» Exercise objective: Write out verbatim the stretch of the entries below from the line containing "TARGET = person in orange jacket" through the end of the entries, including both ends.

** start **

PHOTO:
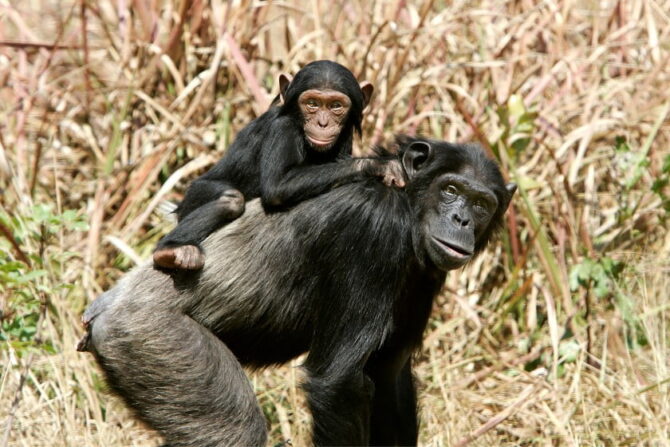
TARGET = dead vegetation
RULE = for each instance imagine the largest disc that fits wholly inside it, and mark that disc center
(558, 336)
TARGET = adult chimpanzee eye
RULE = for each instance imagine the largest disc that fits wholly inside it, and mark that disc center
(481, 206)
(451, 190)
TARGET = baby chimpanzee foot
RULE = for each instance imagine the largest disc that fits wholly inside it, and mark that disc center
(184, 257)
(230, 204)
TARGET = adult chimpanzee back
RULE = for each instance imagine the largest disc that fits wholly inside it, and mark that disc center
(348, 277)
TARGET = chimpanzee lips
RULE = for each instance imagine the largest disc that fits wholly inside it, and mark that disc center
(319, 142)
(453, 249)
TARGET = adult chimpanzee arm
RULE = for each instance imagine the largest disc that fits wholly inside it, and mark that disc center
(286, 178)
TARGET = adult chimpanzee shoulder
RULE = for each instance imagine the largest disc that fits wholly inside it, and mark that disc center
(348, 276)
(286, 155)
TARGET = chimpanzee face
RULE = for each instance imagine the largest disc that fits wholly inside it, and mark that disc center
(461, 199)
(324, 115)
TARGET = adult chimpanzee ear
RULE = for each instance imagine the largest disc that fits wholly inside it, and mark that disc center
(415, 156)
(367, 89)
(284, 81)
(511, 189)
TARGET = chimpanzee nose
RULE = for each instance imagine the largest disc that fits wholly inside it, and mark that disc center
(460, 220)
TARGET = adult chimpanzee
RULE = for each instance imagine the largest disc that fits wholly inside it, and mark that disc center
(286, 155)
(348, 276)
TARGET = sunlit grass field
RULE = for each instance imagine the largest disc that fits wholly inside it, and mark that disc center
(557, 336)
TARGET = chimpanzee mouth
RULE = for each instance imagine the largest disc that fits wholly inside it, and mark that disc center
(453, 249)
(320, 143)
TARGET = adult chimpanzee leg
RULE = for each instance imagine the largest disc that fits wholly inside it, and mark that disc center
(340, 407)
(393, 420)
(190, 387)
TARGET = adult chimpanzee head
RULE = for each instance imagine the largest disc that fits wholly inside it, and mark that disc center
(461, 197)
(327, 100)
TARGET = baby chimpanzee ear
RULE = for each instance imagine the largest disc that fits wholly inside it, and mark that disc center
(284, 81)
(367, 89)
(415, 156)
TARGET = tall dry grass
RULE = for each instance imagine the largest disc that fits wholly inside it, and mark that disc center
(558, 336)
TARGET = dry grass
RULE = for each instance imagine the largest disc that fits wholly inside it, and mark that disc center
(108, 108)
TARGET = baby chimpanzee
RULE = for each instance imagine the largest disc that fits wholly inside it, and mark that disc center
(292, 152)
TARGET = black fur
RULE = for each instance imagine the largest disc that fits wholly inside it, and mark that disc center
(271, 159)
(349, 277)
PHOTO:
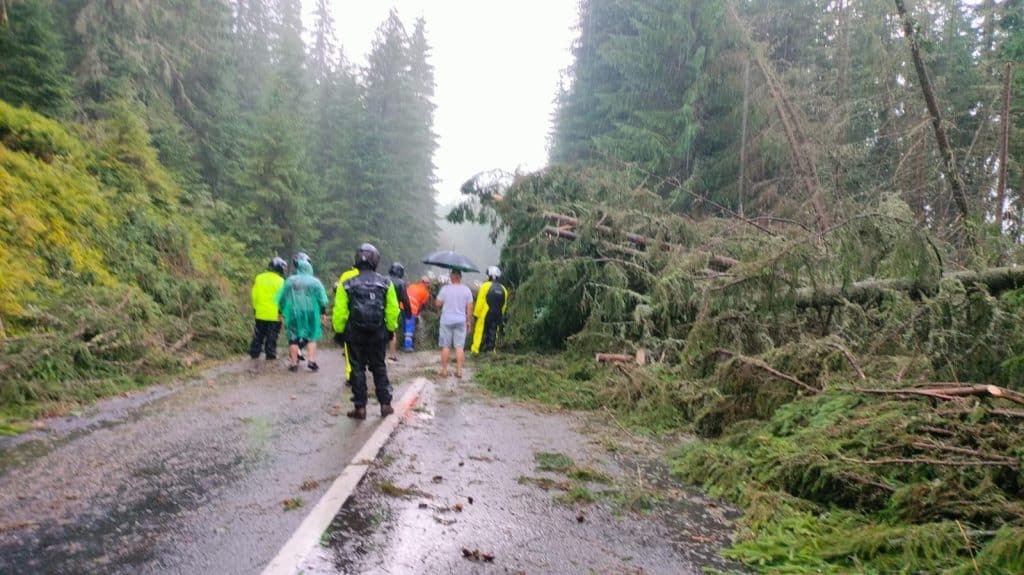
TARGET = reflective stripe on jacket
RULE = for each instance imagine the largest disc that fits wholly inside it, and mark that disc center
(264, 292)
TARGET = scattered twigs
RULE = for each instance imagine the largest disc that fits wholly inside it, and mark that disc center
(754, 362)
(1013, 461)
(970, 547)
(998, 412)
(613, 358)
(995, 279)
(948, 392)
(929, 461)
(564, 224)
(948, 160)
(849, 357)
(182, 342)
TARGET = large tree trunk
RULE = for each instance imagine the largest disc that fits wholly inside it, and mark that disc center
(803, 156)
(948, 160)
(1000, 188)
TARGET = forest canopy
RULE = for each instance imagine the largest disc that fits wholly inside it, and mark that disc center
(155, 156)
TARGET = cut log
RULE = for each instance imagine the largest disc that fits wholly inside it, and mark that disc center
(614, 358)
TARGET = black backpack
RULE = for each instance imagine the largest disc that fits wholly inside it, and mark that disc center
(367, 298)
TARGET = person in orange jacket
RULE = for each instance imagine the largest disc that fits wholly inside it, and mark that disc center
(419, 296)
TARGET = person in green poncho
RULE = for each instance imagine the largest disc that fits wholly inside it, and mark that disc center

** end **

» Answer to this exercise:
TARGET = person in orange jacket
RULE = for each instance imagine the largest disc that fits wholly inside it, and mark that disc center
(419, 296)
TARGET = person in green poncho
RULE = for each instance imagine the largest disc that fits wholly inside it, and mark that disc center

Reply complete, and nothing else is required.